Start of Dataset excerpts
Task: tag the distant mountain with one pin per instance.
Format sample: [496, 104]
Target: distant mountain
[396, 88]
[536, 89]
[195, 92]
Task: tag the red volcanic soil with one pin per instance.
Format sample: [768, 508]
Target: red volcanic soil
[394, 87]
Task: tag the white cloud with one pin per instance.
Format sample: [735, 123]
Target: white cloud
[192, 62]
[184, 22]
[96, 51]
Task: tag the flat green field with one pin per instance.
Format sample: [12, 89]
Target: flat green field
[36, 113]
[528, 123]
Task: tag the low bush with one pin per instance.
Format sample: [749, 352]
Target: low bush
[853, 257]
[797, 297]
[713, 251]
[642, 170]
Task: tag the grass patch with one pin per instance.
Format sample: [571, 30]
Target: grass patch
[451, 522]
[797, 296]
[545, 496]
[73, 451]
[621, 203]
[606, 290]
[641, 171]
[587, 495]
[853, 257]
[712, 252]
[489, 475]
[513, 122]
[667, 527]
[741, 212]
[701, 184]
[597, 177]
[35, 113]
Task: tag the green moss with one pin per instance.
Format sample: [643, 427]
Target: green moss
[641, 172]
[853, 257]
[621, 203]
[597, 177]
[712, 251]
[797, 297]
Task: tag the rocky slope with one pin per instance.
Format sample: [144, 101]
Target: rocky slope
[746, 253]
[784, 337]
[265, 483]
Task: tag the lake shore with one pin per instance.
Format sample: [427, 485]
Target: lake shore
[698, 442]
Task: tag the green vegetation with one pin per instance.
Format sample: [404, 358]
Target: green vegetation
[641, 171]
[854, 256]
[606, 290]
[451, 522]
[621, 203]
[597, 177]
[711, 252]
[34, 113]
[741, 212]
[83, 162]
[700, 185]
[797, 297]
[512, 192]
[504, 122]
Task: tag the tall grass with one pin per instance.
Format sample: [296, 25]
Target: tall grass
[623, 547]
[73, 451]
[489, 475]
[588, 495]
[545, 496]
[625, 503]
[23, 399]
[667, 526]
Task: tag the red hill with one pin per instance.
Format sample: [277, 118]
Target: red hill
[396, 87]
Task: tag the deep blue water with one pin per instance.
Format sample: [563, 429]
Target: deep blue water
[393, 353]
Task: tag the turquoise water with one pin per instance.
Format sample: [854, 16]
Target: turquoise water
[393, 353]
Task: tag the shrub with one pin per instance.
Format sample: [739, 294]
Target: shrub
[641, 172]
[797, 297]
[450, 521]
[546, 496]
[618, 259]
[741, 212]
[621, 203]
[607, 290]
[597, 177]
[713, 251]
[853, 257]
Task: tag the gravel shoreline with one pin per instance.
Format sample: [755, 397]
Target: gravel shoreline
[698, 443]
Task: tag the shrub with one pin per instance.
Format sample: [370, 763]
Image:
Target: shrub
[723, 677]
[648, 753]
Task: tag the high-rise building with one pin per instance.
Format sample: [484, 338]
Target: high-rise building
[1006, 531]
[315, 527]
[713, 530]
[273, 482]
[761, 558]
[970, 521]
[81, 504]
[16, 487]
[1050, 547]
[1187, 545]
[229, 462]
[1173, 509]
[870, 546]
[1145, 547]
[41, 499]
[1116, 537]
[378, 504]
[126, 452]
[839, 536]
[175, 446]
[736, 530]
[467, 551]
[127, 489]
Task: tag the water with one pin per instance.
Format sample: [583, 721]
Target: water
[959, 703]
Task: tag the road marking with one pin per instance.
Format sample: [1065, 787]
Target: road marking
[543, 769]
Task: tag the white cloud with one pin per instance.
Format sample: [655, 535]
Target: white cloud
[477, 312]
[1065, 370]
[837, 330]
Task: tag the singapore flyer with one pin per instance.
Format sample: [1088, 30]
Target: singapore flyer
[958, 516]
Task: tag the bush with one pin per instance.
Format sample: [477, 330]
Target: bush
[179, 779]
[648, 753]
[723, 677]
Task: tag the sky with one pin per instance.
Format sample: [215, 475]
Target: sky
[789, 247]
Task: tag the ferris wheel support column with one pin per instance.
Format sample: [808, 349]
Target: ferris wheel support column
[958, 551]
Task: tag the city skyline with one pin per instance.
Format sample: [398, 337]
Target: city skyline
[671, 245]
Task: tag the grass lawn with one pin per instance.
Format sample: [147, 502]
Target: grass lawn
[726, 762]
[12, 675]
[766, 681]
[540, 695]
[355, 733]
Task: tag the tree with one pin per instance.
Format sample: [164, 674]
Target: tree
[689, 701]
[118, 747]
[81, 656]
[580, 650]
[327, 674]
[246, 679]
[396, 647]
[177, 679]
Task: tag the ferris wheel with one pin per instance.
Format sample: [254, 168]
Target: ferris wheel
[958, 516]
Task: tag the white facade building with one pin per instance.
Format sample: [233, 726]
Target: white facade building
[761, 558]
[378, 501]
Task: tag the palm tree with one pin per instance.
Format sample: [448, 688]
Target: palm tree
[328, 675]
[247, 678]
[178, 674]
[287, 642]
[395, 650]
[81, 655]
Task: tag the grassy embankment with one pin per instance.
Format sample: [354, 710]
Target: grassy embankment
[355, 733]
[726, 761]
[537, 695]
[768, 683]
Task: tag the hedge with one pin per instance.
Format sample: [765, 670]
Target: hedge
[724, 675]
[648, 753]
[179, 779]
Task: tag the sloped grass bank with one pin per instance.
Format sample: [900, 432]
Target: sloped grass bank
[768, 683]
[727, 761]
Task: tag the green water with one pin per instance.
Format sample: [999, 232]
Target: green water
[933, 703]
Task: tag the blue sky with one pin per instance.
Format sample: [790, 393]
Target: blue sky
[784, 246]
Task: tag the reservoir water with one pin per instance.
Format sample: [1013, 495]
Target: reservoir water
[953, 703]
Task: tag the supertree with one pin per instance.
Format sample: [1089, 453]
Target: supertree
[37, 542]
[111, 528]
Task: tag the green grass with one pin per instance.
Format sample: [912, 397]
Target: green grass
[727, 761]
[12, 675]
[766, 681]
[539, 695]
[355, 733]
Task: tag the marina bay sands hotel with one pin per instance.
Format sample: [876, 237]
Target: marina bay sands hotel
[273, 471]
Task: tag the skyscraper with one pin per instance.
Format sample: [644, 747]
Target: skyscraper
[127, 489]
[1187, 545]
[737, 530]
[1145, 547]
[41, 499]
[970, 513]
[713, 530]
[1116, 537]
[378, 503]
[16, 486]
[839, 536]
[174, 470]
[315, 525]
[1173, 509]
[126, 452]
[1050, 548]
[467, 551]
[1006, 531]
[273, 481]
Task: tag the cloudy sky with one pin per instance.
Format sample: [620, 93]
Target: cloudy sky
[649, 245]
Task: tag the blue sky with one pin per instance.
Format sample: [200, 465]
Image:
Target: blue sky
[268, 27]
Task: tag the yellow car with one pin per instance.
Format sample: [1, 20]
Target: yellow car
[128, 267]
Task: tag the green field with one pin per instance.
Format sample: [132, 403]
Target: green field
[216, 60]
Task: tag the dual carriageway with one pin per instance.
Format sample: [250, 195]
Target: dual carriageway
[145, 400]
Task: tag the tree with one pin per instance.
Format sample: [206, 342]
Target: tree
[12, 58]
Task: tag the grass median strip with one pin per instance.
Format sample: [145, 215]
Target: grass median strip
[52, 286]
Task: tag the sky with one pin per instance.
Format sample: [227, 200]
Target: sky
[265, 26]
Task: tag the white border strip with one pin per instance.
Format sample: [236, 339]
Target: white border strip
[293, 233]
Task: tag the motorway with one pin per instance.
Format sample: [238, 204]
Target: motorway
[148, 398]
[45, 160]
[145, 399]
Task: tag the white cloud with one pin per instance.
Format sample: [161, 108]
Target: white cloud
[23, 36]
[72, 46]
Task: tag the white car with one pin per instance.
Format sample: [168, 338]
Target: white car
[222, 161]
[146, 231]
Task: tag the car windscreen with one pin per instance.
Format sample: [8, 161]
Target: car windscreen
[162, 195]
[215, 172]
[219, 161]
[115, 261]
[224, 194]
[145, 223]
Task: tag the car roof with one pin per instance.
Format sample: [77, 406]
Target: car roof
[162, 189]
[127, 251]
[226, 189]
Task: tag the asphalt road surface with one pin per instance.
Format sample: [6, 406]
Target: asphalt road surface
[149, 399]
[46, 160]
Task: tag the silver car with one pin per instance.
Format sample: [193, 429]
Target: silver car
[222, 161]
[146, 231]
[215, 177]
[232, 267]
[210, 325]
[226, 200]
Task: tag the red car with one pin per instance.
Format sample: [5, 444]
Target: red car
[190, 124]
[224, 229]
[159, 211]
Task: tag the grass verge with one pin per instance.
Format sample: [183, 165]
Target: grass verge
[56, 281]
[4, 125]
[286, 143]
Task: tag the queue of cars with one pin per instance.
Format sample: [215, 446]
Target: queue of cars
End of Dataset excerpts
Assignment: From the listing above, output exactly the run of lines that starts with the line containing "Task: tag the green water" and ends with the line containing "Format sample: [644, 747]".

Answer to this problem:
Task: tag the green water with one pin per instance.
Format sample: [999, 232]
Target: green water
[933, 703]
Task: tag the blue sky with one pin per instance.
Format sample: [790, 393]
Target: blue sky
[784, 246]
Task: tag the reservoir water with one pin per instance.
Format sample: [1013, 495]
Target: reservoir water
[953, 703]
Task: tag the supertree with one pin per instance.
Format sample: [1089, 453]
Target: supertree
[37, 542]
[111, 528]
Task: tag the green grass with one pin per instance.
Format sample: [912, 397]
Target: green grass
[727, 761]
[12, 675]
[766, 681]
[539, 695]
[355, 733]
Task: tag the marina bay sands hotel with one pin per instance.
Format sample: [876, 237]
Target: marina bay sands hotel
[273, 471]
Task: tag the skyscraper with one pin per instance.
Format sample: [644, 747]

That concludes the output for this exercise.